- _KUTIPAN TERPILIH_:
+-------+

Percaya tak percaya, kita harus mengatakan percaya. Kasus prostitusi agak berkelas yang selama ini didengar dan dilihat dari berbagai daerah, kini terjadi di depan mata. Bila selama ini menonton di televisi aksi mucikari dan anak galehnya di penjuru nusantara. Hal yang sama kini terjadi di Ranah Minang.
Bukan datang tiba-tiba, bukan terjadi serta merta. Prostitusi yang memalukan kita semua ternyata sudah terjadi sejak lama. Ada penjual, ada pembeli. Lalu ada barang yang diperjualbelikan. Inilah fakta di negeri ini ketika bisnis prostitusi menggerogoti negeri ini.
Ketika Surabaya memberangus kawasan prostitusi terbesar Doli dan Jakarta menertibkan Kalijodo, kita yang menentang tempat tempat maksiat itu pasti sangat mendukungnya. Pendekatan sosial masih dilakukan pemerintah daerah masing-masing untuk menertibkannya. Diberikan keterampilan, diberikan modal dan diberikan pencerahan untuk hidup yang lebih baik.
Berhari-hari, berbulan-bulan bahkan bertahun-tahun pemberantasan tempat maksiat yang resmi resmi di penjuru tanah air terus digerakkan. Bukan hanya Surabaya dan Jakarta, kota-kota besar dan kota lainnya pun melakukan hal yang sama. Suatu bukti bahwa penyakit itu semakin merambah, meresahkan dan menghancurkan sendi sendi kehidupan anak manusia.

+-------+

- _SOAL DAN TUGAS_:
**A.** Ringkaslah kutipan tentang prostitusi di Ranah Minang ini dalam dua kalimat.
**B.** Sambunglah kutipan tentang prostitusi di Ranah Minang ini, dimulai tepat setelah kalimat terakhirnya.

+-------+

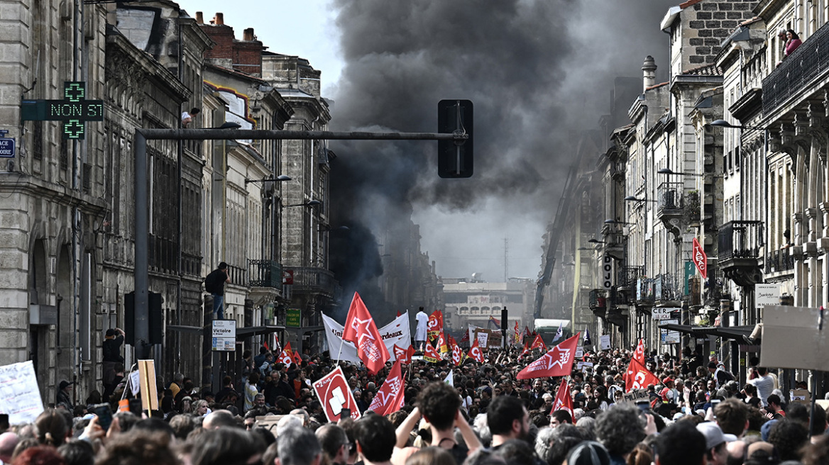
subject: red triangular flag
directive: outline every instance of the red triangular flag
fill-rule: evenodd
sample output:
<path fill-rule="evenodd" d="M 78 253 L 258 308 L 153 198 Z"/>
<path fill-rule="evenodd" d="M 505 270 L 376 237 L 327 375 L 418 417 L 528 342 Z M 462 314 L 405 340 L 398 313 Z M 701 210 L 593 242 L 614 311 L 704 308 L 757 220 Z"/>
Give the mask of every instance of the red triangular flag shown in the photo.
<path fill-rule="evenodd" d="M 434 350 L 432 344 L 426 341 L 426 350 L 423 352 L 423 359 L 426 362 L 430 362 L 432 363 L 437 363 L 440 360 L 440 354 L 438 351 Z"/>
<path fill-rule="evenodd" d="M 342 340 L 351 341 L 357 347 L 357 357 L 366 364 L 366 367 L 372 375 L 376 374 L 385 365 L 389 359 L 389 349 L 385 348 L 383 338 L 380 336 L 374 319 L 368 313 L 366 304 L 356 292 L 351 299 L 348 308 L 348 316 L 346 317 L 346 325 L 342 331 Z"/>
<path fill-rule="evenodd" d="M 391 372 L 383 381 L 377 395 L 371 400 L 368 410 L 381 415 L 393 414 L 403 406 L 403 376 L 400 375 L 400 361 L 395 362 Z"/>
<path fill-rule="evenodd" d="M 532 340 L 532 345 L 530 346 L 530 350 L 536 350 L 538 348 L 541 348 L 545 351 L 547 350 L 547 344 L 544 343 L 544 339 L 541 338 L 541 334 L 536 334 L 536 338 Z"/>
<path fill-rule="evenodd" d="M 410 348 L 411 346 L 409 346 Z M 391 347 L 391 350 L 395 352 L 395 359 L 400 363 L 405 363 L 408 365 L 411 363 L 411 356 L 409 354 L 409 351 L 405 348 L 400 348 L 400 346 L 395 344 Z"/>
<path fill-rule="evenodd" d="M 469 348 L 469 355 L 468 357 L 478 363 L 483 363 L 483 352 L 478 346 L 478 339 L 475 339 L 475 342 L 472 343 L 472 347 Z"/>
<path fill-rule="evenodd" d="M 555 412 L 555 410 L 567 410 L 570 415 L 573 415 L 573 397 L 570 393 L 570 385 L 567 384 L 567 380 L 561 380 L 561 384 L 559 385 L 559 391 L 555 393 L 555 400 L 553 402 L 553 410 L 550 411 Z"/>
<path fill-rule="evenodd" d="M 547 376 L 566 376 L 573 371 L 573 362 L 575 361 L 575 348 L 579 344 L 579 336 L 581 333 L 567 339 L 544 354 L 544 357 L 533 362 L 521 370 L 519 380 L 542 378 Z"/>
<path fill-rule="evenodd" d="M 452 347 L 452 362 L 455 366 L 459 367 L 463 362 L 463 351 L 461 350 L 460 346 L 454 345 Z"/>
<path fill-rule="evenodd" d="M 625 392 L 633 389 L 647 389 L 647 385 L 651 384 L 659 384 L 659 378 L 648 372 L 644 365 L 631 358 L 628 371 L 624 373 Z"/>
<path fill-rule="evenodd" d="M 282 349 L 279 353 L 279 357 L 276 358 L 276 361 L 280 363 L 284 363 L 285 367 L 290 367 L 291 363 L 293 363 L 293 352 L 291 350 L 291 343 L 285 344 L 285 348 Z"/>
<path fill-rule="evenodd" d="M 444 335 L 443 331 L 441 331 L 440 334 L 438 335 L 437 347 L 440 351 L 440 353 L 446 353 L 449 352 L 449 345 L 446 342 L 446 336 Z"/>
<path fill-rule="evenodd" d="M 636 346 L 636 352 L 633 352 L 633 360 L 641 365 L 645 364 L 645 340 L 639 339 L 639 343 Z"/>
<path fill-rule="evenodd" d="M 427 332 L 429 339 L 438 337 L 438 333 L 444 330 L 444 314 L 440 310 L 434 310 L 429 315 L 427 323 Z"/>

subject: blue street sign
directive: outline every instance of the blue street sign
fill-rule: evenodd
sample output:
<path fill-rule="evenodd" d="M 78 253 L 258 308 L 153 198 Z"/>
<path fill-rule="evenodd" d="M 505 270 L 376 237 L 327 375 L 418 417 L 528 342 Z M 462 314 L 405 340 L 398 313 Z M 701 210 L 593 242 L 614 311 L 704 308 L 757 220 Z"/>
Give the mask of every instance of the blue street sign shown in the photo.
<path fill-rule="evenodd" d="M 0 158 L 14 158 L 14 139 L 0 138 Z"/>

+-------+

- _JAWABAN TUGAS_:
**A.** Prostitusi yang agak berkelas, yang selama ini hanya didengar dan dilihat dari daerah lain, kini terjadi di Ranah Minang dan ternyata sudah berlangsung sejak lama. Surabaya telah memberangus Doli dan Jakarta telah menertibkan Kalijodo melalui pendekatan sosial berupa keterampilan, modal, dan pencerahan, sementara kota-kota lain juga terus memberantas tempat maksiat selama bertahun-tahun.

**B.**
Betapa berat Wako Surabaya membersihkan Doli, dan itu tak akan berakhir sampai hari ini. Betapa berat gubernur Jakarta menertibkan Kalijodo dan dihadapkan dengan kekuatan kekuatan hitam. Tetapi ternyata ketika ada komitmen dari kepala daerah, lambat laun sasaran penertiban membuahkan hasil. Memberantasnya mungkin tak masuk akal, tetapi meminimalisirnya akan sangat mungkin.
Sebagai masyarakat Minang kita harus introspeksi diri dengan terungkapnya prostitusi dengan peran mucikari. Agen yang menghubungkan penjual dan pembeli. Ketika jembatan mucikari itu semakin banyak dan semakin kuat, entah seperti apa prostitusi di negeri ini ke depan. Beraksi di hotel dengan tingkat keamanan yang cukup baik, bertransaksi dengan rupiah yang menggiurkan sudah tentu menemukan titik terbaik antara pembeli dan penjual.
Tentu saja kita patut mengapresiasi langkah yang dilakukan polisi, dan barangkali juga melibatkan personel lembaga lain. Dalam kasus ini tak perlu melihat siapa yang berhasil mengungkapnya, tetapi bagaimana pengungkapan itu membuka mata kita betapa parahnya kehidupan anak muda, eksekutif muda atau para manusia di sekitar kita.
Lalu ke depan, semua pihak terkait hendaknya menyamakan persepsi dan langkah ke depan. Bagaimana prostitusi berkelas bisa diminimalisir, dan pariwisata sebagai penyokong ekonomi Sumatera Barat bisa berjalan. Sementara prostitusi prostitusi kelas teri berkedok kafe dan tenda ceper harus tetap dikawal dan dibersihkan.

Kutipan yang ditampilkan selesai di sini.